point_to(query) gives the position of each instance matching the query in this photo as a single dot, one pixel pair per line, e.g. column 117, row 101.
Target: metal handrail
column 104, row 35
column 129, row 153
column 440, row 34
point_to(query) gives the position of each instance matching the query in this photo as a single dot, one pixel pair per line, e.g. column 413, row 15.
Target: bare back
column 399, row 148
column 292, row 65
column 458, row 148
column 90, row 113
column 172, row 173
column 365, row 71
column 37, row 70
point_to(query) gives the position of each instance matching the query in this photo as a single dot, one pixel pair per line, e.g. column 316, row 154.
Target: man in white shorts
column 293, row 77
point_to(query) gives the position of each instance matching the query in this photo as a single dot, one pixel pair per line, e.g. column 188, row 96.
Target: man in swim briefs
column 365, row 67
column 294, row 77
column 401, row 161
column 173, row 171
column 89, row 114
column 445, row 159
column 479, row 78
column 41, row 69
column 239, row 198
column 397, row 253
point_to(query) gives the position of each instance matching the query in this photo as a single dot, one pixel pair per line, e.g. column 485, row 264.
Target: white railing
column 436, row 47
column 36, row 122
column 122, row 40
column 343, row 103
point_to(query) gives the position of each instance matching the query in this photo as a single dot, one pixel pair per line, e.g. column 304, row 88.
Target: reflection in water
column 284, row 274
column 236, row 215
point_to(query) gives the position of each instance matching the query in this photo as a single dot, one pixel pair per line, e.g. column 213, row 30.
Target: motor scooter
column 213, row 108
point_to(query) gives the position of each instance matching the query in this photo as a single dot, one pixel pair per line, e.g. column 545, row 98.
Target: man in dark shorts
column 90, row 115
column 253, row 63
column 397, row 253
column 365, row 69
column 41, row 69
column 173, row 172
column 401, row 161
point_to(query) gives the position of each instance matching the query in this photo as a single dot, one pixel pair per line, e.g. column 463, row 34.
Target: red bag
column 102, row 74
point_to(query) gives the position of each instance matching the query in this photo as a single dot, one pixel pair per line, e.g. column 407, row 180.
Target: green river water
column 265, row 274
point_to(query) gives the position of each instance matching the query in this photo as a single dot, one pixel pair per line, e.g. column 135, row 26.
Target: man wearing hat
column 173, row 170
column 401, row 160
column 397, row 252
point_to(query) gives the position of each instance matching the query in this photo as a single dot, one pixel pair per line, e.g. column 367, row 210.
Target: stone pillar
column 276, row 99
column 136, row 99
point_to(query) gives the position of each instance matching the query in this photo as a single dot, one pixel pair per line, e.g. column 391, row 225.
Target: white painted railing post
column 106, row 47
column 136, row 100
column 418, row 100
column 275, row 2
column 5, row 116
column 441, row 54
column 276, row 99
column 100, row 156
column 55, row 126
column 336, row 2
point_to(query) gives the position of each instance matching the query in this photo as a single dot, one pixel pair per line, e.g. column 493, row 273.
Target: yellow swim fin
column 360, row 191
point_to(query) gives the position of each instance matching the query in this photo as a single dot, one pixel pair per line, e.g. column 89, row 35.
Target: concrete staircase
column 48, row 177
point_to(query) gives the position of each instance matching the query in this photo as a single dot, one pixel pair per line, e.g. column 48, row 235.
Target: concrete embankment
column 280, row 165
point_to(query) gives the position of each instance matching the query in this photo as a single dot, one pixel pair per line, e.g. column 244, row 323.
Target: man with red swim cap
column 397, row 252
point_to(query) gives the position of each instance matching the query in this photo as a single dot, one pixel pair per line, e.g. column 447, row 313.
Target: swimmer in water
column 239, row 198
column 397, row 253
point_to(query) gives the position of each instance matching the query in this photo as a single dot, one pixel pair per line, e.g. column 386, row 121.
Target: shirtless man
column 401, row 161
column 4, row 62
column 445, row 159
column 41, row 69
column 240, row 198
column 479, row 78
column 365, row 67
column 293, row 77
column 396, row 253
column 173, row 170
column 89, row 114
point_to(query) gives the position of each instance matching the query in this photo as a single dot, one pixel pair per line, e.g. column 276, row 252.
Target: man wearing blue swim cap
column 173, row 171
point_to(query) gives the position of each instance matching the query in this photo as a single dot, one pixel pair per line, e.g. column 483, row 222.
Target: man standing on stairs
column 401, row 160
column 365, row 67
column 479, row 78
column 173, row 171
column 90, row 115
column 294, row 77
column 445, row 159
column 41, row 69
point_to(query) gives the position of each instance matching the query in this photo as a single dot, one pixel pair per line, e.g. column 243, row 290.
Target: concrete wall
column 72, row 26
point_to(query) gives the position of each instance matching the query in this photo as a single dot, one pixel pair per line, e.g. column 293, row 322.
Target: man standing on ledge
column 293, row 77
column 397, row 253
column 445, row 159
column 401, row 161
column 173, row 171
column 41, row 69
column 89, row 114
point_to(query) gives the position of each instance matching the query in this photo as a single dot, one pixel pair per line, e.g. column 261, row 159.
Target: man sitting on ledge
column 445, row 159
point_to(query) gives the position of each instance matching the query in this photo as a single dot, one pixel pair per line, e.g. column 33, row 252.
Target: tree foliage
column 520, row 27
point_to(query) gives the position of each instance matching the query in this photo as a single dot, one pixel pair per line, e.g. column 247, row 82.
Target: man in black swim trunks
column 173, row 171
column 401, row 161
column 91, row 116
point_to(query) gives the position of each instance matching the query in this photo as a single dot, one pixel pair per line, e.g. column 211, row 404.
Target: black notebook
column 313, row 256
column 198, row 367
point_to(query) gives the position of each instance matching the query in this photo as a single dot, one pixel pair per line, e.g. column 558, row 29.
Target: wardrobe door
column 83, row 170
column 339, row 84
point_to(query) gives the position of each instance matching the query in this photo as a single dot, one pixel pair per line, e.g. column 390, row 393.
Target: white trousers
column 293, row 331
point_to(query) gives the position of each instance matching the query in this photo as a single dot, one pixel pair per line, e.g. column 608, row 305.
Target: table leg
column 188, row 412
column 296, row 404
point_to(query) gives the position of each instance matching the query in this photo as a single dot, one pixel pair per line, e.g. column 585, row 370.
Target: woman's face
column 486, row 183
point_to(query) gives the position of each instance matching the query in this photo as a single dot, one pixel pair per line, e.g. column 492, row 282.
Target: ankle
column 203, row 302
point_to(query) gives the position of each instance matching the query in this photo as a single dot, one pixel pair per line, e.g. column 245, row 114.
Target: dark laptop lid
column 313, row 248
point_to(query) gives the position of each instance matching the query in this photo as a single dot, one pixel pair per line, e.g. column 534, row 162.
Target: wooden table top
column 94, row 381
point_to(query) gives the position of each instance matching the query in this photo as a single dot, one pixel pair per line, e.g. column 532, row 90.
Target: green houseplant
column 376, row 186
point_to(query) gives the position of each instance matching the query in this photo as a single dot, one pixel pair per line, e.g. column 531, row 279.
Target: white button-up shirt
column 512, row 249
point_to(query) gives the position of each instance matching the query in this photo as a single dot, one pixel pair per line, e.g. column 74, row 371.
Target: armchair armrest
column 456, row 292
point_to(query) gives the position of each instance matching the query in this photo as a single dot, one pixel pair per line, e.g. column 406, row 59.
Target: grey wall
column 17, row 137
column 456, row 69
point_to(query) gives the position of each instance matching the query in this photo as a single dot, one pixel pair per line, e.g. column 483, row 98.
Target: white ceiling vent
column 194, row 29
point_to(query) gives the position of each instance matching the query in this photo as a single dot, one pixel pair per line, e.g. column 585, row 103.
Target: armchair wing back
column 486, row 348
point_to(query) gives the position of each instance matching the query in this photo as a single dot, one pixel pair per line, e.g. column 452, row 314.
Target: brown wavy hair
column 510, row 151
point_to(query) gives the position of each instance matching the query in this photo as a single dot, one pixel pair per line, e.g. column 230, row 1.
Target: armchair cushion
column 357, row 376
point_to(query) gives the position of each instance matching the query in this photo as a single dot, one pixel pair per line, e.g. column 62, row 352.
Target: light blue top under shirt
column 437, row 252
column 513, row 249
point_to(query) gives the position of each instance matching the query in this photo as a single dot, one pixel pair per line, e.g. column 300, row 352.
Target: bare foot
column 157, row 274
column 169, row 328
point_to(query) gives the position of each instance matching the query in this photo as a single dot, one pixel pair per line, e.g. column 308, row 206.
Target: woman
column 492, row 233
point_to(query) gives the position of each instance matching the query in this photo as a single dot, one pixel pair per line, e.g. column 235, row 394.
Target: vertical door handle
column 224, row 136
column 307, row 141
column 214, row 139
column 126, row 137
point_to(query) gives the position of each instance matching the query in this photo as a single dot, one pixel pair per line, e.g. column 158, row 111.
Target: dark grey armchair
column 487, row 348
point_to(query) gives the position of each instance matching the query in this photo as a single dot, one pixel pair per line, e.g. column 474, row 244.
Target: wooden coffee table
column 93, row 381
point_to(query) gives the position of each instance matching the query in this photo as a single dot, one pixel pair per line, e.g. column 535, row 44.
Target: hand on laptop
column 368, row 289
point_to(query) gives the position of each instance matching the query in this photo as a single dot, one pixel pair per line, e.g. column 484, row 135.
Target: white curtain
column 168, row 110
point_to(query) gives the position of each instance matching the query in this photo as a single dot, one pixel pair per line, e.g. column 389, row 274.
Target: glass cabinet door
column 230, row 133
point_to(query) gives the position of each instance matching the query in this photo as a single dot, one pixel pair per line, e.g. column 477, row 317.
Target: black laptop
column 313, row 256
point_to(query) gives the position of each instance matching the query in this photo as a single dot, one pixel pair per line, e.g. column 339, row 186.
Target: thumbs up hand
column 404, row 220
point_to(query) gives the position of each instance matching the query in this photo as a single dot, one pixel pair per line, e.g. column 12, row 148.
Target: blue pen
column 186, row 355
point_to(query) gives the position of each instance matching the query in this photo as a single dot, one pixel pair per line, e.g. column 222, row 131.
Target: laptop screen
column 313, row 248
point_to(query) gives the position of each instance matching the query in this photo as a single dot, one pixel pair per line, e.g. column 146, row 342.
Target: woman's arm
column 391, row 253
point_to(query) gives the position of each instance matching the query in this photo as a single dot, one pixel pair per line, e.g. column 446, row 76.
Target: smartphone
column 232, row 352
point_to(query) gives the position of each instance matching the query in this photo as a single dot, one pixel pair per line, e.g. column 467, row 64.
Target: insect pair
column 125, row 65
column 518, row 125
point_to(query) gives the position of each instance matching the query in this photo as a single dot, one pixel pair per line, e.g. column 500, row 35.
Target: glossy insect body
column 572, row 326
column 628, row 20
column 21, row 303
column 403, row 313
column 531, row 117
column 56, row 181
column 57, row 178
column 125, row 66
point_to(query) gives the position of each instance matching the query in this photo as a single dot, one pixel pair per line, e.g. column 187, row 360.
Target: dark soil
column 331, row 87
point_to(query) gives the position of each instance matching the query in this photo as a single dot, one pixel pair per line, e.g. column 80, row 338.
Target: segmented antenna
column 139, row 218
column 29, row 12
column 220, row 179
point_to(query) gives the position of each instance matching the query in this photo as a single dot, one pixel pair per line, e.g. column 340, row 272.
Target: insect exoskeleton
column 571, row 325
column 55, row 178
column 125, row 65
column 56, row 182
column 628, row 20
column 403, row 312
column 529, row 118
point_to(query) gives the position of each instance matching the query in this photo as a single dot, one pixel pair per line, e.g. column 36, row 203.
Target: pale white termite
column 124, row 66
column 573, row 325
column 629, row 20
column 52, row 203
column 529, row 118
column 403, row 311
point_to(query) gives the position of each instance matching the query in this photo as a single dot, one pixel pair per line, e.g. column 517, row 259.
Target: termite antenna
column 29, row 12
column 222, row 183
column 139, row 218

Task to carry out: What you give back should be exactly the lines of the data above from the line with "585, row 370." through the line with "452, row 314.", both of those included, and nothing more.

Answer below:
point_to(query) gives the position of each instance matching the query in this photo as a single dot, one pixel pair per line, e.g. column 585, row 370.
Target: woman's face
column 486, row 183
point_to(query) gives the position of each instance matching the query in this photo as a single dot, one pixel pair per line, e.g. column 492, row 282.
Target: ankle
column 203, row 302
point_to(query) gives the position of each instance matching the query in this photo as a single dot, one pixel pair per line, e.g. column 245, row 114.
Target: dark laptop lid
column 313, row 248
point_to(query) gives the position of each instance matching the query in this photo as a single dot, one pixel pair per line, e.g. column 534, row 162.
Target: wooden table top
column 94, row 381
point_to(query) gives the position of each instance matching the query in this photo as a single dot, one pixel pair per line, e.g. column 532, row 90.
Target: green houseplant
column 376, row 186
point_to(query) gives the position of each instance matching the query in this photo as a single dot, one pixel pair per line, e.g. column 531, row 279.
Target: white button-up shirt
column 512, row 249
point_to(query) gives the position of each instance matching the query in this photo as a single dot, one pixel pair per line, e.g. column 74, row 371.
Target: armchair armrest
column 456, row 292
point_to(query) gives the position of each instance matching the query in this photo as a single dot, one pixel pair per line, e.g. column 406, row 59.
Target: grey wall
column 17, row 137
column 456, row 69
point_to(query) gives the position of each instance matching the query in this photo as a single dot, one pixel pair per line, e.g. column 483, row 98.
Target: white ceiling vent
column 194, row 29
point_to(query) gives the position of each instance matching the query in this photo as a single dot, one pixel pair per line, e.g. column 585, row 103.
Target: armchair wing back
column 486, row 348
point_to(query) gives the position of each instance matching the query in this photo as a single dot, one pixel pair per line, e.g. column 452, row 314.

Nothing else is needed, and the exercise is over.